■ **What you need to do**:
Produce word for word the lines of the data below running from the one that has "Target: car window" to the one that has "Where can the car windshield", inclusive, and no others.

■ **Supplied material**:
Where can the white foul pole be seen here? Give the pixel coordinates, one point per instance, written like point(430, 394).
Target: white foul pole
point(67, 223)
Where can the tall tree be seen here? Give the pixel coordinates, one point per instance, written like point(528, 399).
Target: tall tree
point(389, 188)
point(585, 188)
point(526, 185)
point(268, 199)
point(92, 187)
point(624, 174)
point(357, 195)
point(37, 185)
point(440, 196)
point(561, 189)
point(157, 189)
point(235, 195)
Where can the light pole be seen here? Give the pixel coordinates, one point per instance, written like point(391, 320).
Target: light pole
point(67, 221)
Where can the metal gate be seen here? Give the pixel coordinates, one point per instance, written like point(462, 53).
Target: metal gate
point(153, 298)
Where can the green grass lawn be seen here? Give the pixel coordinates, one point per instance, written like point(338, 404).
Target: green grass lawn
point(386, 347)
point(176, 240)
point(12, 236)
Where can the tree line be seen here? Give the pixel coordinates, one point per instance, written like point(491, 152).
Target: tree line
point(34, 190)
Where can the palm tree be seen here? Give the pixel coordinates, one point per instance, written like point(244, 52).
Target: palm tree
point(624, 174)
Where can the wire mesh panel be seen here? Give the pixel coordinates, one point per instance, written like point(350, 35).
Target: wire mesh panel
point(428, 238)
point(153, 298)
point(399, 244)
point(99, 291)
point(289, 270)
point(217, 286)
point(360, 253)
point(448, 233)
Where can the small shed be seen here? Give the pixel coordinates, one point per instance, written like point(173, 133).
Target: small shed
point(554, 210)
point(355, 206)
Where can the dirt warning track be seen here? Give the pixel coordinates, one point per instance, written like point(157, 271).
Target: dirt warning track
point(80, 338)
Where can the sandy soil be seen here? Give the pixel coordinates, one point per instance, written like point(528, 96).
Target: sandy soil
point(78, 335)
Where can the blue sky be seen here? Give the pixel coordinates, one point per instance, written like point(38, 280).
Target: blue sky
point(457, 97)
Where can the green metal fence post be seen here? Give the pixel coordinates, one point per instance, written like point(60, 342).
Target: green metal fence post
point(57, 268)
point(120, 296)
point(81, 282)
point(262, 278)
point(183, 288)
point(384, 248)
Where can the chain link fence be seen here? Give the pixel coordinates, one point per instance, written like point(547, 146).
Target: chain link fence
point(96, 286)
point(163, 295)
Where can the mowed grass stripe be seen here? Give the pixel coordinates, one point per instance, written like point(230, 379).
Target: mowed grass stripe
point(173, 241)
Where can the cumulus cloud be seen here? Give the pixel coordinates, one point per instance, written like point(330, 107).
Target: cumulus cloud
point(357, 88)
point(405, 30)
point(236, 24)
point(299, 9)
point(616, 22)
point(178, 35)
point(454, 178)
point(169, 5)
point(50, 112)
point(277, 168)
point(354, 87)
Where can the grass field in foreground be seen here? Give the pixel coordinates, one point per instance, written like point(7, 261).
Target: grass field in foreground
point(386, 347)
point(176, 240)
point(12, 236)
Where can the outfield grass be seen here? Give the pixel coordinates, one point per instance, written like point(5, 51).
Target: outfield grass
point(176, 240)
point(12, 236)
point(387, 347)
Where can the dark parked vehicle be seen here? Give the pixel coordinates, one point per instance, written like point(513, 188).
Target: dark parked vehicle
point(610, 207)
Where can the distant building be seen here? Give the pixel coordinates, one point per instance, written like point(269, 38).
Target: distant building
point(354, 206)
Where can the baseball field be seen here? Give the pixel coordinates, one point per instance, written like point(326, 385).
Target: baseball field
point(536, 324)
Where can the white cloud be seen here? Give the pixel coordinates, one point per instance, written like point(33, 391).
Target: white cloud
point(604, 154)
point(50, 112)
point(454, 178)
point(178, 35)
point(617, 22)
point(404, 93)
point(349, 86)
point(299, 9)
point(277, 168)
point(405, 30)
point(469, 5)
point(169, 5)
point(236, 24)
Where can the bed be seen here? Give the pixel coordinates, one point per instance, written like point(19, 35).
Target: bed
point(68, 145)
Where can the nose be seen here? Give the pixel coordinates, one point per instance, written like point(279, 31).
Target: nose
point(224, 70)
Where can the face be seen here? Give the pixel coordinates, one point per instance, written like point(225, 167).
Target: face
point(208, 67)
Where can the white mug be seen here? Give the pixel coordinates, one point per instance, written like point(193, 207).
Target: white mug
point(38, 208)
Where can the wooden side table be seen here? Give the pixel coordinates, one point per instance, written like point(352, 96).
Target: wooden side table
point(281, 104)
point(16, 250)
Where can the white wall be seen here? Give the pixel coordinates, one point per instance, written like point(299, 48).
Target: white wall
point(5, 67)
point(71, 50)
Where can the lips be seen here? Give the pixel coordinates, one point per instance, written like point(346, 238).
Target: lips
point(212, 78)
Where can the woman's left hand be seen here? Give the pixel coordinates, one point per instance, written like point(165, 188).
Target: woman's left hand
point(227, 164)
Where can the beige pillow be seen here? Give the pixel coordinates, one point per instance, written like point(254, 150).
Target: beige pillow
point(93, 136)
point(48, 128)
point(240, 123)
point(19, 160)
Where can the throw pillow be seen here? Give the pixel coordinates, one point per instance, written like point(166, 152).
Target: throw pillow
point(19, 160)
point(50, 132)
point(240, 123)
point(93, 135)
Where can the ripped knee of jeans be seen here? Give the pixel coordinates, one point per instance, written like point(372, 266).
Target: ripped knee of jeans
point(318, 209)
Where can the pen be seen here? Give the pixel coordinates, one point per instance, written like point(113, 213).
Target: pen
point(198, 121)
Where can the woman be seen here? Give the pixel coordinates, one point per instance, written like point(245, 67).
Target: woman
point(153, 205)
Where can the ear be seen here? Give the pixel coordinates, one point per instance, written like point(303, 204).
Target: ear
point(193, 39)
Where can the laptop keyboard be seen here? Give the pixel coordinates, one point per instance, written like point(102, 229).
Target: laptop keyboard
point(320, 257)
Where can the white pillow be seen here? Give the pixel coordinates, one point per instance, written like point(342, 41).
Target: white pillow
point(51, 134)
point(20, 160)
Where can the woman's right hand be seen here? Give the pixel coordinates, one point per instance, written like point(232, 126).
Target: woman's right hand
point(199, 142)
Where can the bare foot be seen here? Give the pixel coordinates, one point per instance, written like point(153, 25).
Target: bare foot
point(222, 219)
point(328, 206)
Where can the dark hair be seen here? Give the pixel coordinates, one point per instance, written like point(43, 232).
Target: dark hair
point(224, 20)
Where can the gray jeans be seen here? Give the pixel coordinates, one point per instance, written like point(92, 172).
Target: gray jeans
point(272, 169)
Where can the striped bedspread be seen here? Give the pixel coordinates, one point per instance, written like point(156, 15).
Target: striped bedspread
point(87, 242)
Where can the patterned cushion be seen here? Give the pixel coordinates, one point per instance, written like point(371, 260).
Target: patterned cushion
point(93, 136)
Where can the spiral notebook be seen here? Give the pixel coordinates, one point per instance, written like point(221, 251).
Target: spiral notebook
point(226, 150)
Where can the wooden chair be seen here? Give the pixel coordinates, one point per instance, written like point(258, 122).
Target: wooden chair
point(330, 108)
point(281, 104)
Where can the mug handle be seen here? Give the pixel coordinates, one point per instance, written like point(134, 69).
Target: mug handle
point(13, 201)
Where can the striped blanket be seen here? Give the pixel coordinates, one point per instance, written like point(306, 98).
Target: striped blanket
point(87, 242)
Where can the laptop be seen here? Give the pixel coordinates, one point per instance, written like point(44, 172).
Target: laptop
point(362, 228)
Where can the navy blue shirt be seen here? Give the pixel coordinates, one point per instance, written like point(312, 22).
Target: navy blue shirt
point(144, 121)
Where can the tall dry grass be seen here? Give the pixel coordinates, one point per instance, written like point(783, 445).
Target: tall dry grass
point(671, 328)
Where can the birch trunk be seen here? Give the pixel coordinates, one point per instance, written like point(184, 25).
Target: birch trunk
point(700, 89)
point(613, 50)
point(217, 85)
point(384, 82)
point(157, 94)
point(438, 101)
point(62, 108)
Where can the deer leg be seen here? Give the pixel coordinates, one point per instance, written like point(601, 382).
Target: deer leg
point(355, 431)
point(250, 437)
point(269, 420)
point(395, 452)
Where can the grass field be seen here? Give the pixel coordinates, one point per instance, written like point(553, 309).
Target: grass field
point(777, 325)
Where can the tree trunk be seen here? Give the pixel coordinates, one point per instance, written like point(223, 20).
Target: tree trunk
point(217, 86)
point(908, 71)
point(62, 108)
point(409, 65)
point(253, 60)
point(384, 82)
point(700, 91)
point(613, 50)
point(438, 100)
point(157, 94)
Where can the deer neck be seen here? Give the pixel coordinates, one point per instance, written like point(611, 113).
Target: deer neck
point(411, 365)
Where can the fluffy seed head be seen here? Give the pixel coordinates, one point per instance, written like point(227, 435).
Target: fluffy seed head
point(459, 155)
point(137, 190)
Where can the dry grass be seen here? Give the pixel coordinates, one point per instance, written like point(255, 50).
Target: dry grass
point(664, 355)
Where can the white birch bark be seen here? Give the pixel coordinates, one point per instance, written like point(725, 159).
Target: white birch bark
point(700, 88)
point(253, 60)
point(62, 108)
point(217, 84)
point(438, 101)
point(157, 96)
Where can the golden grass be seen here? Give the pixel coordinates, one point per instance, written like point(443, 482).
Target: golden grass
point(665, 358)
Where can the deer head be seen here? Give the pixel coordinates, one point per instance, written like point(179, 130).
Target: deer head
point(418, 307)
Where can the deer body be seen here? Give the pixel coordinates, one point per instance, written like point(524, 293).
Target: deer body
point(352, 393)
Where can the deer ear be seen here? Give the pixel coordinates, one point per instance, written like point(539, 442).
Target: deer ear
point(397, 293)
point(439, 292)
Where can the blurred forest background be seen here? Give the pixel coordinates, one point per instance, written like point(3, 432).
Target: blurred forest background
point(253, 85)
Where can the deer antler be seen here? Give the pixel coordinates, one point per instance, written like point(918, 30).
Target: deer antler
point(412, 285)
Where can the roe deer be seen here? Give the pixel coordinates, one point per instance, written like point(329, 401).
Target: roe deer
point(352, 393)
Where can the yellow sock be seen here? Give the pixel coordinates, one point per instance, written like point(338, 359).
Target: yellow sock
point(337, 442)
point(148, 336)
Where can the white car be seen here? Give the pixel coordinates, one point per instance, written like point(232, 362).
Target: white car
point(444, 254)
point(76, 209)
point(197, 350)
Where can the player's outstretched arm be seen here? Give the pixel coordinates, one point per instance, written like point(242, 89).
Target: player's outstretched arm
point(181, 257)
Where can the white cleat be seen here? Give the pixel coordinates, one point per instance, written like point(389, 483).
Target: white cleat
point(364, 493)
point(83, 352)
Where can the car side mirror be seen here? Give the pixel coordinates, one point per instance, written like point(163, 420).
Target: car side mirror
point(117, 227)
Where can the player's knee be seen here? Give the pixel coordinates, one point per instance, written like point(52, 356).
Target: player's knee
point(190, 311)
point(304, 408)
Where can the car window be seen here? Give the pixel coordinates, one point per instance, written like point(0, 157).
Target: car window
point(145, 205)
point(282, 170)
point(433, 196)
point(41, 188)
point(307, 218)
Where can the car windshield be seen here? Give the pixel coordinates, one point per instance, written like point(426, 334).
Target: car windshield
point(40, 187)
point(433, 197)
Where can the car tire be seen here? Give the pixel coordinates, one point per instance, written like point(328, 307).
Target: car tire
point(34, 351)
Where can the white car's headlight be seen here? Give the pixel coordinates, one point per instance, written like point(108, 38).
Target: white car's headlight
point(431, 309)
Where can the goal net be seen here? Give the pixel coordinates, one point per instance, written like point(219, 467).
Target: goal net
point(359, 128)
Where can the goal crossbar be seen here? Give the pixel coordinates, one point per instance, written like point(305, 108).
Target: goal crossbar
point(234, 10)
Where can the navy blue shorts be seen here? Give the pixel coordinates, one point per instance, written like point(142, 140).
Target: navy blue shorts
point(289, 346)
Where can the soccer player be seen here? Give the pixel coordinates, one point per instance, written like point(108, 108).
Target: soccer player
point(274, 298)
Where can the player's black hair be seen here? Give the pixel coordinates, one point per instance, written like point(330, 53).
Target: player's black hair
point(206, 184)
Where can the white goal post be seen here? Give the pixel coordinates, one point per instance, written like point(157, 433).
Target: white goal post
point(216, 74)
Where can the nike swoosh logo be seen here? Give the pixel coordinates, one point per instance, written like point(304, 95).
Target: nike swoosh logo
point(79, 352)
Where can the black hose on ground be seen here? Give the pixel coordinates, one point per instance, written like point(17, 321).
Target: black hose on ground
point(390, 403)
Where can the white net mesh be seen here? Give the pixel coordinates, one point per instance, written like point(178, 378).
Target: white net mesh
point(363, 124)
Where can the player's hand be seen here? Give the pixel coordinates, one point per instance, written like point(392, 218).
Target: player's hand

■ **Result**:
Target: car window
point(145, 205)
point(282, 170)
point(433, 196)
point(41, 188)
point(307, 218)
Where can the car windshield be seen here? Give the pixel coordinates, one point per instance, written like point(426, 334).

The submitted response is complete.